EXERCISE PASSAGE: Begin
This week we return to our theme on the factors underlying outsourcing in regulated industries. Just to recap, the combination of outsourcing and regulation requires suppliers and sponsors to enter into a relationship that results in formation of a Business Ecosystem. Contrasted to less regulated industries, regulated industries run higher risks when outsourcing, and have manual processes such as inspections to mitigate them.
Technically, a Business Ecosystem is defined as a network of organisations – suppliers, distributors, customers, competitors, government agencies, etc. – involved in the delivery of a specific product or service through competition and cooperation.
Business Ecosystem is a network of organisations involved in the delivery of a specific product or service through competition and cooperation.
Today we review how a business ecosystem differentiates from a single organisation, and key attributes that make a business ecosystem successful.
Let us look up a somewhat simplified business scenario to understand this concept of Business Ecosystems, and contrast it with a single organisation. In Life Sciences, medicines are manufactured in batches. A batch is scheduled based on the Sales and Marketing Plan, and executed in a manufacturing facility. Quality checks are performed either in an in-house lab, or at certified public testing labs. Finished product is shipped to the distribution center.
EXERCISE PASSAGE: End
DATASET CONTENT: Begin
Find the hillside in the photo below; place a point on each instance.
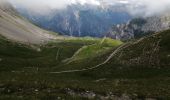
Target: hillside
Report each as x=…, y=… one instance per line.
x=70, y=68
x=15, y=27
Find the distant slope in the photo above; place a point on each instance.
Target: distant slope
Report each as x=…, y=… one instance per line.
x=153, y=50
x=14, y=27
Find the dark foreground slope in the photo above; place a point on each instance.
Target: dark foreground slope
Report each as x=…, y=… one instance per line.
x=29, y=73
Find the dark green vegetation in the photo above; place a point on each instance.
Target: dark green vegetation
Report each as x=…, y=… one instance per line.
x=138, y=69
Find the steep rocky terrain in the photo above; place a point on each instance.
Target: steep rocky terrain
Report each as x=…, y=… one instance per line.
x=139, y=27
x=15, y=27
x=79, y=20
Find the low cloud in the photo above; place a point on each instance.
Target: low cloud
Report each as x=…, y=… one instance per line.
x=135, y=7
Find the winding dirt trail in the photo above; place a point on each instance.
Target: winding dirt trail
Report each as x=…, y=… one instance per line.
x=91, y=68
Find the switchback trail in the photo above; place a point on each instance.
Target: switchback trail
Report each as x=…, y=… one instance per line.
x=91, y=68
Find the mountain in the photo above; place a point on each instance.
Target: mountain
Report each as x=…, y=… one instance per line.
x=79, y=20
x=15, y=27
x=139, y=27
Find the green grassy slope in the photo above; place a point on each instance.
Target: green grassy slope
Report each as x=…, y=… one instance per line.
x=26, y=72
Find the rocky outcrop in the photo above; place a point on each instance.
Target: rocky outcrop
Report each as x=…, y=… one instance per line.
x=139, y=27
x=14, y=27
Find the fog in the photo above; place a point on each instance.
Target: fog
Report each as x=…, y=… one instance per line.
x=135, y=7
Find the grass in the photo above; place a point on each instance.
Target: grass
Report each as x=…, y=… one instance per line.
x=24, y=71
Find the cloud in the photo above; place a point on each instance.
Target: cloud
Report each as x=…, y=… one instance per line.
x=134, y=7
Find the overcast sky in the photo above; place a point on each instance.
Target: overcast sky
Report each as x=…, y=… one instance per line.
x=149, y=7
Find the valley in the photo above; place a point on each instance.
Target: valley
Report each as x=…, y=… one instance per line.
x=36, y=64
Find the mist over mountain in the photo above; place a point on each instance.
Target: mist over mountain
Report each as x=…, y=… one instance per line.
x=78, y=20
x=96, y=18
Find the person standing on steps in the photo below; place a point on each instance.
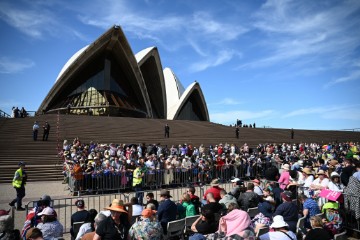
DATASET CONTENT: End
--- TASK DETAILS ---
Copy the business ecosystems passage between "This week we" and "to mitigate them.", inclusive, substituting "offshoring" for "outsourcing". The lines play no role in this exercise.

--- ANSWER BELOW ---
This week we return to our theme on the factors underlying offshoring in regulated industries. Just to recap, the combination of offshoring and regulation requires suppliers and sponsors to enter into a relationship that results in formation of a Business Ecosystem. Contrasted to less regulated industries, regulated industries run higher risks when offshoring, and have manual processes such as inspections to mitigate them.